Posted: 04/ 2/2012 11:58 am

I remember sitting in a large meeting room in downtown Los Angeles with about 60 other community and political leaders who were all connected in some way to working toward addressing homelessness in Los Angeles, what many still call the "Homeless Capitol" of America.

The year was 2003, and most of us on this Blue Ribbon panel thought at the time that the buzz of excitement in the room signified a new era in solving L.A.'s dismal struggle to address homelessness. Our task was to create a "ten year plan to end homelessness" in Los Angeles.

With little political support, however, by 2005 the proposed plan to end homelessness in Los Angeles, titled "Bring L.A. Home", was dead.

But other cities throughout the country were more successful in navigating their "ten year plan" through the waters of local politics. Hundreds of cities and jurisdictions adopted plans to eradicate homelessness.

This national campaign started back in 2000, when the National Alliance to End Homelessness put out a call for this country to end homelessness in ten years. The challenge was audacious, but it caught the attention of then-Secretary of the Department of Housing and Urban Development, Mel Martinez, who endorsed the idea of ending homelessness in ten years.
━━━━
Problems and tasks →
- a) Rewrite the part of the homelessness article that opens with the words "But other cities" and closes with "to eradicate homelessness.", replacing "navigating" with "steering".
- b) Check each statement against the homelessness article and answer yes or no, quoting the words that decide it: (i) The Blue Ribbon panel met in 2003. (ii) The "Bring L.A. Home" plan was put into effect in Los Angeles. (iii) Mel Martinez endorsed the idea of ending homelessness in ten years.
- c) Take the article on ten-year plans to end homelessness further, picking up after its last sentence.
The dataset entries after this point are separate material, unrelated to the article on ending homelessness.

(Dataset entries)
━━━━
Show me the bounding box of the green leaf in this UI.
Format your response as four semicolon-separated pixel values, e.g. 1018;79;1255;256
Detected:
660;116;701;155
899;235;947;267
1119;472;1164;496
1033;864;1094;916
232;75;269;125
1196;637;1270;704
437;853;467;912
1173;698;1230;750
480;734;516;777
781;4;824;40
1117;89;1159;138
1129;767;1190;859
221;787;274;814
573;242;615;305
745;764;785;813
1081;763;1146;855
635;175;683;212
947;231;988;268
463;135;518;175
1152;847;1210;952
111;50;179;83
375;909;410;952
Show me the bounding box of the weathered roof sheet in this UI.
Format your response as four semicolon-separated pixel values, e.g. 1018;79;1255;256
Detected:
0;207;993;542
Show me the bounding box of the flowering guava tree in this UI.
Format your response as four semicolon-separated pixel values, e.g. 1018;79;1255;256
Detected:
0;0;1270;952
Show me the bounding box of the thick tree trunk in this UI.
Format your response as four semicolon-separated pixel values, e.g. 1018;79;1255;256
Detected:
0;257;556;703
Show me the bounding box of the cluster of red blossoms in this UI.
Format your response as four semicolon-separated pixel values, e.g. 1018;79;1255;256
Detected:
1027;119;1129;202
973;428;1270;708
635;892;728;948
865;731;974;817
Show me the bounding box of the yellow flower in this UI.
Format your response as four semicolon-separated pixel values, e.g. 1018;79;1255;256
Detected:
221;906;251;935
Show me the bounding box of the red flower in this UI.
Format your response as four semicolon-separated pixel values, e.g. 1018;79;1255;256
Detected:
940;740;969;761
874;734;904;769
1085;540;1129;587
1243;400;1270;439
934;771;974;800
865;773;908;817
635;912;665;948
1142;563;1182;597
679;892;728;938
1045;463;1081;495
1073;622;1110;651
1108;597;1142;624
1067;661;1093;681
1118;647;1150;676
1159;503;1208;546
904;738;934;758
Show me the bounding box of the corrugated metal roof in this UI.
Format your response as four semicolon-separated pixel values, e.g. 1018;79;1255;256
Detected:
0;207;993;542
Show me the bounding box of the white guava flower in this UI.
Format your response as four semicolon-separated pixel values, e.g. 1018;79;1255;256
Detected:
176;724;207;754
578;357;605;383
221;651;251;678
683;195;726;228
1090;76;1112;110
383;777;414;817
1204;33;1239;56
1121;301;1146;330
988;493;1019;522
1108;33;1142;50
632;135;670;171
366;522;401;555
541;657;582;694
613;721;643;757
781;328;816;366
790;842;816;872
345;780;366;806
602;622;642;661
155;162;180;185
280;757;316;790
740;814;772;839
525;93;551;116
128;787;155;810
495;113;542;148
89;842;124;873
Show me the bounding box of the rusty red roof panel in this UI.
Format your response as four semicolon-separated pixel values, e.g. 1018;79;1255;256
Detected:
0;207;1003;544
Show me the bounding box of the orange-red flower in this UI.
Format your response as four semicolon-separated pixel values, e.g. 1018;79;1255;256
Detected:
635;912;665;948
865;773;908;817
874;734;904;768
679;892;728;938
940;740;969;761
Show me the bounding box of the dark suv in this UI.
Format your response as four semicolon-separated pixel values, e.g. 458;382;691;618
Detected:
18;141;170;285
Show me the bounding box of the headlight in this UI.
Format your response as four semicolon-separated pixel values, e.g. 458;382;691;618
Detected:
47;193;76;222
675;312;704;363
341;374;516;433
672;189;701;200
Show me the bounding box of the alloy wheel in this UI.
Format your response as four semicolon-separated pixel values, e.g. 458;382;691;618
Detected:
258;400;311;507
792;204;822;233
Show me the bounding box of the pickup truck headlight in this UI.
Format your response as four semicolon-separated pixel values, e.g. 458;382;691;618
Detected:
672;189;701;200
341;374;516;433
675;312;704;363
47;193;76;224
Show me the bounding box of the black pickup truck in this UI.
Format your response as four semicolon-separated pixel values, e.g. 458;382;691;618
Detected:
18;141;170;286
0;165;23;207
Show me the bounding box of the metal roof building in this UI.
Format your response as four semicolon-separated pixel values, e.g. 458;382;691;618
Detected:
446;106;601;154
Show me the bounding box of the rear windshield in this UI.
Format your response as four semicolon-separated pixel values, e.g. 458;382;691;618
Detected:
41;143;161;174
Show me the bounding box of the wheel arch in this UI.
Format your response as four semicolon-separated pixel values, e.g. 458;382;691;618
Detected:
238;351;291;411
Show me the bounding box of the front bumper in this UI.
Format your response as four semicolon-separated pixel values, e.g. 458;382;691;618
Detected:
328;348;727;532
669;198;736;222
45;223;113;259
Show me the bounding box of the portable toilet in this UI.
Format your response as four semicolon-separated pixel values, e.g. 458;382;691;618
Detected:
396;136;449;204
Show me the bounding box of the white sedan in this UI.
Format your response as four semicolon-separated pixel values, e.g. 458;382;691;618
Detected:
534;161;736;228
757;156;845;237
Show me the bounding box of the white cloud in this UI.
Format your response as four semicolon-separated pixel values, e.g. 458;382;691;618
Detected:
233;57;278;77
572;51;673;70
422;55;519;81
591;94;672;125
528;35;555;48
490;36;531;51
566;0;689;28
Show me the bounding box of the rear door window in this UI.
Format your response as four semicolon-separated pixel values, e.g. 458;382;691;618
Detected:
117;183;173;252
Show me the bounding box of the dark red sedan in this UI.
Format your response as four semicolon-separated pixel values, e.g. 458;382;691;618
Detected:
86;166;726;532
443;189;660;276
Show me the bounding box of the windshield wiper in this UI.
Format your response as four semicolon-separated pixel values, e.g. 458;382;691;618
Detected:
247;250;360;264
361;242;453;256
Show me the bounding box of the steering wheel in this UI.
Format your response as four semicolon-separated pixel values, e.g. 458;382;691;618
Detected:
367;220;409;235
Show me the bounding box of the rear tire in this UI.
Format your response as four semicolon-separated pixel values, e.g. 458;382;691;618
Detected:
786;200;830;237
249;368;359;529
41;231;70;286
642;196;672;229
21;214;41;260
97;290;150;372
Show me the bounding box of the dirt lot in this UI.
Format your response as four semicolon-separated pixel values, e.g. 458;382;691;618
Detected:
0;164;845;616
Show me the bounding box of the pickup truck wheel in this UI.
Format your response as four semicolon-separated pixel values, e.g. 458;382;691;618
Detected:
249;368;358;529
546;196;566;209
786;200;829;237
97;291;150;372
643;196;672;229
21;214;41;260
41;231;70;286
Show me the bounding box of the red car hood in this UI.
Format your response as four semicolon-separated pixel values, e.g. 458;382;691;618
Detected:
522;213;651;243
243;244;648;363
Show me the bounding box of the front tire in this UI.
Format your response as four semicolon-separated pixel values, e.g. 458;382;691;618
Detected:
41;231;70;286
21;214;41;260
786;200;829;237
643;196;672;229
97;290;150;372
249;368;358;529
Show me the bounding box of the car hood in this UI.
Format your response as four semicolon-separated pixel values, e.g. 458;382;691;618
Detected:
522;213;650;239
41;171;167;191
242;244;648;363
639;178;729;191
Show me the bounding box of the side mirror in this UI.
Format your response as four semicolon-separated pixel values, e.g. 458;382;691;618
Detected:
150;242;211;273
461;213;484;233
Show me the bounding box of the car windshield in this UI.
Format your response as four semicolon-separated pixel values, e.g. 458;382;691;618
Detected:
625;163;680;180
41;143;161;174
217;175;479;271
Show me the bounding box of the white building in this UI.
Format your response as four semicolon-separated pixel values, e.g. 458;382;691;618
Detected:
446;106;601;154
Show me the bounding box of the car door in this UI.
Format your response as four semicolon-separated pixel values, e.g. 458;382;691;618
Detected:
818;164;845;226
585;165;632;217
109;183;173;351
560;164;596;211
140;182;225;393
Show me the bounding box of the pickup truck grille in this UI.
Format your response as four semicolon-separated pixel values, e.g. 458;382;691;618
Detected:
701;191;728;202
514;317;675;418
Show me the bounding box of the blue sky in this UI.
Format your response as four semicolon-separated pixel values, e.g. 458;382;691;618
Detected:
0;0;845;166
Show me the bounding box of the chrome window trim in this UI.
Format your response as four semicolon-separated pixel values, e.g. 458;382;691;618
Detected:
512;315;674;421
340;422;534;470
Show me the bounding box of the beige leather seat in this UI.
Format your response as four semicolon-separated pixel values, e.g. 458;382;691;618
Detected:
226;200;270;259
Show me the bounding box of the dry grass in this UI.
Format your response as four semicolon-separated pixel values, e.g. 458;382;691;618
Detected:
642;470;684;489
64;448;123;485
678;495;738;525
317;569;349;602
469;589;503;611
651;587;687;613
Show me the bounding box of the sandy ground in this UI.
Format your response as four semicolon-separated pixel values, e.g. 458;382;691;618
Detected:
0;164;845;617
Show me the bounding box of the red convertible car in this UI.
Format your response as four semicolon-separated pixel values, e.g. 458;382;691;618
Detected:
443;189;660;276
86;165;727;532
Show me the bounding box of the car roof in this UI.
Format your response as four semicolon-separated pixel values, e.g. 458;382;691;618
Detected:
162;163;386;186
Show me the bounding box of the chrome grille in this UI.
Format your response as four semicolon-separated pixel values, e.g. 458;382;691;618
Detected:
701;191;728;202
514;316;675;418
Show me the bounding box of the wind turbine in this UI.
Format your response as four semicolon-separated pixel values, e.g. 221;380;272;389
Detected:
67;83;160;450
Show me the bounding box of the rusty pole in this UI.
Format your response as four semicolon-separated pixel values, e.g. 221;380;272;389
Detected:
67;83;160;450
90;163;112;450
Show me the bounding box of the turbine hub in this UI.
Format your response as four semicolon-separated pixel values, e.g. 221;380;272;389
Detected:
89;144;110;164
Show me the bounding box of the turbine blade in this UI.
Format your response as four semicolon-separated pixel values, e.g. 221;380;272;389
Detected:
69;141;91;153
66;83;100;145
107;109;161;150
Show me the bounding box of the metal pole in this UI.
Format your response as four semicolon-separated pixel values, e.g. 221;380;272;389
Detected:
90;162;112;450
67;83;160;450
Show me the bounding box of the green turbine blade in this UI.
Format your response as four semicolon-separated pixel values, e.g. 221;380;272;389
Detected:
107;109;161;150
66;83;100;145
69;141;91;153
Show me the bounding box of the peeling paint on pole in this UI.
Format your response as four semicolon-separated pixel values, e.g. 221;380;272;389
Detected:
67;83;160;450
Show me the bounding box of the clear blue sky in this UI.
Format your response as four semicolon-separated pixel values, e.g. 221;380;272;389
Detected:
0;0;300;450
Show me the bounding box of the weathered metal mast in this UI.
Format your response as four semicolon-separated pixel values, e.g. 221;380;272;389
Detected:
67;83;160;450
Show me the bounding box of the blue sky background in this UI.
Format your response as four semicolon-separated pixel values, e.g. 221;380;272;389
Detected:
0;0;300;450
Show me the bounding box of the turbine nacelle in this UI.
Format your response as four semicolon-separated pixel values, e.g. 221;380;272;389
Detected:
━━━━
Responses per task →
- a)
But other cities throughout the country were more successful in steering their "ten year plan" through the waters of local politics. Hundreds of cities and jurisdictions adopted plans to eradicate homelessness.

- b)
(i) Yes: "The year was 2003"
(ii) No: "by 2005 the proposed plan to end homelessness in Los Angeles, titled "Bring L.A. Home", was dead."
(iii) Yes: "Mel Martinez, who endorsed the idea of ending homelessness in ten years."

- c)
When former President George W. Bush appointed Philip Mangano to head the federal Interagency Council on Homelessness in 2002, the federal campaign to end chronic homelessness within ten years officially began in earnest. Hundreds of cities signed on to the pact.

This year marks the chronological end to the 2002 federal ten-year plan effort. Did it work? Certainly, most Americans just have to walk down the street of their urban neighborhood or drive out to the edge of town to see that chronic homelessness is still a tragic human element of this country's landscape.

Ten years ago, the signs of homelessness were men bundled in donated blankets or disheveled panhandlers on the off-ramps of freeways. Today, the markers are old recreational vehicles inter-dispersed among parked cars or encampments of homeless veterans hidden away from urban centers.

Those who doubted the ambitious effort to eradicate homelessness are probably still rolling their eyes at any mention of a plan to fight America's extreme poverty. But advocates of the plan would say that the effort successfully focused this country's limited resources on the most chronic segment of the homeless population. Besides, they say, it took most cities several years to adopt a ten year plan. So the ten-year clock is still ticking.

In 2010, at the eighth year of the plan and before anyone could begin to examine the results of the effort, the federal government performed a tactical reboot on this country's plan to end chronic homelessness.

Two years ago, the Obama Administration created Plan 2.0, "Opening Doors", a call to end chronic and veterans' homelessness in five years (2015), and family homelessness in ten years (2020).

A year later in 2011, leaders in Los Angeles performed their own reboot of a plan that could not get started back in 2003. They called it "Home For Good," and proposed to end chronic and veterans homelessness in five years (2016).

So many plans and so many end-dates, both past and future. Did chronic homelessness in America end in 2012? No. Was the ten year plan to end homelessness a failure? No.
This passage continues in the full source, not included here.